═════ Exercise inputs

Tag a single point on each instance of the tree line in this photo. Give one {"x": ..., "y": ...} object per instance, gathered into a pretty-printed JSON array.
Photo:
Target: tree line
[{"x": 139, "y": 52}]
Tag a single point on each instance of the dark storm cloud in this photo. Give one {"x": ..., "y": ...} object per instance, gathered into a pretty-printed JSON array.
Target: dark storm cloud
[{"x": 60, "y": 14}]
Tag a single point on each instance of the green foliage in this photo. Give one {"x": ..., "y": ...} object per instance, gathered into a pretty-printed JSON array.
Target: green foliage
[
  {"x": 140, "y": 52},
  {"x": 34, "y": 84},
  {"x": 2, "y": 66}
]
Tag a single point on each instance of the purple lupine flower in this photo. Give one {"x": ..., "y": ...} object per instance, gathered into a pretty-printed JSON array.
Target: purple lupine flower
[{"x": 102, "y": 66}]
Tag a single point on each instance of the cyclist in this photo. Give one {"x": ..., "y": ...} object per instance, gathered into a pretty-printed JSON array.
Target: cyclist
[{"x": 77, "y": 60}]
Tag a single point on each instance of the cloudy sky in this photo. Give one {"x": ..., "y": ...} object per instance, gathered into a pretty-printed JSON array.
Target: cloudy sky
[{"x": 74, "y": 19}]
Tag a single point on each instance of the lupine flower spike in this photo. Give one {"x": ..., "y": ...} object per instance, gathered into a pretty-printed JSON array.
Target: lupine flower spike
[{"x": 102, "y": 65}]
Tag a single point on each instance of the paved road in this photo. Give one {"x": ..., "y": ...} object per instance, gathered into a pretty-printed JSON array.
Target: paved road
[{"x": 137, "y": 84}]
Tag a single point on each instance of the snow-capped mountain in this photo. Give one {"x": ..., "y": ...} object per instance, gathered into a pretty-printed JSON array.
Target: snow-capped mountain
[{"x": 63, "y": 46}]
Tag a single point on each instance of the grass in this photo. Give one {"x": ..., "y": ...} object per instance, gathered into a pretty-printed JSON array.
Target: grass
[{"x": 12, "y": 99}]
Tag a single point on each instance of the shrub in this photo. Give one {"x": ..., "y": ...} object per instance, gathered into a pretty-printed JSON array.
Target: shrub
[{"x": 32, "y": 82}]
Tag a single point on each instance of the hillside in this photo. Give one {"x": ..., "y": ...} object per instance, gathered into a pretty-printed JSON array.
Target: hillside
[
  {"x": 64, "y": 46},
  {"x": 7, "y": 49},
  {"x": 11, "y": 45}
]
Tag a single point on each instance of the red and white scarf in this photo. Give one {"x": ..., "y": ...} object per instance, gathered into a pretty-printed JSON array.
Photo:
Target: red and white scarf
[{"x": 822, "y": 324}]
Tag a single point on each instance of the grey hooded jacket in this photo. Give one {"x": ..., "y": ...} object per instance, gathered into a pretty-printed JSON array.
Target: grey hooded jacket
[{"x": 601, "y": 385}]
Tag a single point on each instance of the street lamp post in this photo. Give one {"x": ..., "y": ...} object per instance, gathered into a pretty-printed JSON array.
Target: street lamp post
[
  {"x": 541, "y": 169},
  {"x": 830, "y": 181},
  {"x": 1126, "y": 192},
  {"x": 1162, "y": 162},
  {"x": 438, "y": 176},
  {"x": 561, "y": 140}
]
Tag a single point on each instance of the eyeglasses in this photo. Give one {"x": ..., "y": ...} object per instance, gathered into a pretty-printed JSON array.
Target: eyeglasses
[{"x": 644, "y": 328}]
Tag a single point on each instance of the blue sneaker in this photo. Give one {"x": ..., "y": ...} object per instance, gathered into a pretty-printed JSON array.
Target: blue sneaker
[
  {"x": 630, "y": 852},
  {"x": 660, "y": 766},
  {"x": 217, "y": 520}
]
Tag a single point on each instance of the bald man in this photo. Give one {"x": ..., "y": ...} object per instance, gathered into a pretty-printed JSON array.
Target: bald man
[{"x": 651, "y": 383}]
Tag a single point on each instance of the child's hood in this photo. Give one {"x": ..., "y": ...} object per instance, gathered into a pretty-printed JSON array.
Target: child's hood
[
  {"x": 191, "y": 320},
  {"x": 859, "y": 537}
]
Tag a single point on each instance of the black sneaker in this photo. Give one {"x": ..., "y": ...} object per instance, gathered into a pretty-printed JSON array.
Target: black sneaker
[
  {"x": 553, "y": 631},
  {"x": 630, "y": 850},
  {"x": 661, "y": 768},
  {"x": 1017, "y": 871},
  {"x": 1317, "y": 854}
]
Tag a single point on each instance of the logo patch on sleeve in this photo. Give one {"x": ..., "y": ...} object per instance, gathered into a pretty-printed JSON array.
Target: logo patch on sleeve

══════════

• What the exercise asks:
Output the lines from the line containing "Tag a single point on each instance of the logo" through the last line of the items as a numbered list, omitting any blank lines.

• The solution:
1. Tag a single point on each instance of the logo patch on sleeve in this photo. Give one {"x": ..., "y": ...} object per instance, gathered into a pretty-printed JSON array.
2. Target: logo patch on sleeve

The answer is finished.